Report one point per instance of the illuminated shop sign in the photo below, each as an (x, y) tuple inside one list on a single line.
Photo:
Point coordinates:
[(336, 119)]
---
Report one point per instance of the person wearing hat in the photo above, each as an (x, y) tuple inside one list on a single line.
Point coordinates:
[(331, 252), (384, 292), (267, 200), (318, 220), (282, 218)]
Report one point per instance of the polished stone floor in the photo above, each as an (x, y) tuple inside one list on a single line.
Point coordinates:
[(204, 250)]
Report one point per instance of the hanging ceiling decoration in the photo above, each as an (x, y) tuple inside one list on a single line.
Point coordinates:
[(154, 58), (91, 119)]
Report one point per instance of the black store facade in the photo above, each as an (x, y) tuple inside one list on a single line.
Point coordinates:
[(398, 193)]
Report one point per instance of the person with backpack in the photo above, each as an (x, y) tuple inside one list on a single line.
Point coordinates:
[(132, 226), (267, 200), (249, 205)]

• Deine Aufgabe: Ermittle alle Zeilen oben, in denen das Wort „person“ vorkommt, und schreib jede davon unverändert ab.

• Lösung der Übung:
Report one point per instance of the person wearing hat in the photo above, each as an (x, y) tuple inside one list on a single line.
Report one point per instance of the person with backpack in the photo above, each as an (x, y) tuple inside one list on a single line.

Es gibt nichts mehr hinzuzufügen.